• Фрагмент текста

━━━━

Следовательно, вопрос сегодня не в том, чтобы найти и предъявить народу некий новый «секретный протокол» по типу пресловутого пакта Молотова-Риббентропа, который перевернет общественные представления о тех судьбоносных событиях, а в том, чтобы на строго документальной основе показать реальные механизмы развала государства и раскрыть роль и степень участия в нем конкретных людей — прежде всего, облеченных разного рода властью (как т.н. первых лиц, так и депутатов, чиновников, партийных, политических и крупных общественных деятелей, руководителей СМИ
Желательно также по-новому взглянуть на ряд ключевых решений и событий того периода, которые у нас либо замалчиваются в угоду современной политической конъюнктуре, либо преподносятся однобоко и тенденциозно. Речь идет, в частности, о российской Декларации о государственном суверенитете и ее влиянии на судьбу Союза, об идее нового Союзного договора и разработке его проекта, о Всесоюзном референдуме о сохранении СССР, о т.н. Ново-Огаревском процессе, о ГКЧП и «ползучем» госперевороте Ельцина, о Беловежском сговоре и практической ликвидации союзного государства.

━━━━

Записи из коллекции:
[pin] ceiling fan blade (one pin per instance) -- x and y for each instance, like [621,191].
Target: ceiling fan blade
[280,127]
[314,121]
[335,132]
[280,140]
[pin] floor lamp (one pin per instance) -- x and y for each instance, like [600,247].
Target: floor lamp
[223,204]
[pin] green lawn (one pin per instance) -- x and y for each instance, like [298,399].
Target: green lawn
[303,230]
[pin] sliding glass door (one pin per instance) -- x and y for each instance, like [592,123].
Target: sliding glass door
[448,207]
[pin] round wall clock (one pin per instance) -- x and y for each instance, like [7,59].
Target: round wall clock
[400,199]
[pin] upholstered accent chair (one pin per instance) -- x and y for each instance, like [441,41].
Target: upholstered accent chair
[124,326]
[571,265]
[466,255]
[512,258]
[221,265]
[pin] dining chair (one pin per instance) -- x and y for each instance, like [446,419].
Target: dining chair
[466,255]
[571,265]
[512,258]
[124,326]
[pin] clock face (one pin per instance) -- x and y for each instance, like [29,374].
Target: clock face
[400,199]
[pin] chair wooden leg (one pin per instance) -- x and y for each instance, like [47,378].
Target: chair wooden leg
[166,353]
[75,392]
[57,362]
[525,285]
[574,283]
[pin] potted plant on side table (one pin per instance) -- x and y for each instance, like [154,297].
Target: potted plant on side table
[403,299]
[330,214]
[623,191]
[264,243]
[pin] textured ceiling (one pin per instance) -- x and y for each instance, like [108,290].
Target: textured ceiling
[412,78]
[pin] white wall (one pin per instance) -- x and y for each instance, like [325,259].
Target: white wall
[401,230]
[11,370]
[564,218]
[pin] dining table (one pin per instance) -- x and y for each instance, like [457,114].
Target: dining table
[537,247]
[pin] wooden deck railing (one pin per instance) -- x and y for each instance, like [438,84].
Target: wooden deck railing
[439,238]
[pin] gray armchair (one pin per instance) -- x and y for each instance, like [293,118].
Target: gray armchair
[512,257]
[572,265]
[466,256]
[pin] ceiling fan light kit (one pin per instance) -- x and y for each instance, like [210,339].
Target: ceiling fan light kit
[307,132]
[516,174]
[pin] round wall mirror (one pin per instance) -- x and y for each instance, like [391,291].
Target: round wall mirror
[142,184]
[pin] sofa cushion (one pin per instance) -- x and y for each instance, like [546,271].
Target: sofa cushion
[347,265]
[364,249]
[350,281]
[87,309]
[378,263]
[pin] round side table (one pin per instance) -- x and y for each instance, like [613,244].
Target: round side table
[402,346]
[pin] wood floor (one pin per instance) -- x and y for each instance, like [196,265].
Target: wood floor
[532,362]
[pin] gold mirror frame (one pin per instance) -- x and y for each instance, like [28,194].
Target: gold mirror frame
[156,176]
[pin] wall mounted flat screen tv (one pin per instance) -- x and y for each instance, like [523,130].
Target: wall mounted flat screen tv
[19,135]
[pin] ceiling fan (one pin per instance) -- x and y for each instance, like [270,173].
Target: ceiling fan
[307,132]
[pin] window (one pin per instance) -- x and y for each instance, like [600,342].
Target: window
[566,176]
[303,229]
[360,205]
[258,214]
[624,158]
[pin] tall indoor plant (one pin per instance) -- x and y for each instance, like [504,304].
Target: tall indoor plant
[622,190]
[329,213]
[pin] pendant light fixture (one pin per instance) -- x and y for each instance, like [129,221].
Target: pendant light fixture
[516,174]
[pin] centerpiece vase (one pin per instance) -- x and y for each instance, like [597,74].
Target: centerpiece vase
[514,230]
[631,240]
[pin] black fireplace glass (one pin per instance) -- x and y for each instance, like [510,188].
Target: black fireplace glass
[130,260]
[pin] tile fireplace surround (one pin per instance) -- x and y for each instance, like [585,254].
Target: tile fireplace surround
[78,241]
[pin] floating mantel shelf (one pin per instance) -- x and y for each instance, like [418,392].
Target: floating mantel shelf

━━━━

• Задания
A. Какой референдум упоминается во фрагменте о распаде СССР?
B. Продолжите фрагмент о распаде СССР, начав сразу после его последнего предложения.

• Ответы к заданиям
A. Всесоюзный референдум о сохранении СССР.

B.
Таким образом, правда о развале Союза, если под ней понимать подтвержденное документами и прочими материальными свидетельствами (напр., показаниями непосредственных участников) новое политико-идеологическое объяснение того, почему с карты мира исчез СССР, нам необходима не только в качестве наглядного исторического урока разрушения собственного государства, как средство борьбы с фальсификациями отечественной истории, но и как идеологическое подспорье реинтеграции и укрепления современной российской государственности.
Несомненно, тот российский руководитель (Россия была и остается в центре всего, что происходит на постсоветском пространстве), который осмелится сказать стране и миру правду о развале Союза, совершит поступок революционного характера и уже одним этим фактом останется в отечественной истории с положительным знаком. Это, конечно, будет горькая и весьма болезненная правда, поскольку она неизбежно разрушит государствообразующий миф постсоветской России и заставит порвать с ельцинизмом как ее базовой политико-идеологической доктриной.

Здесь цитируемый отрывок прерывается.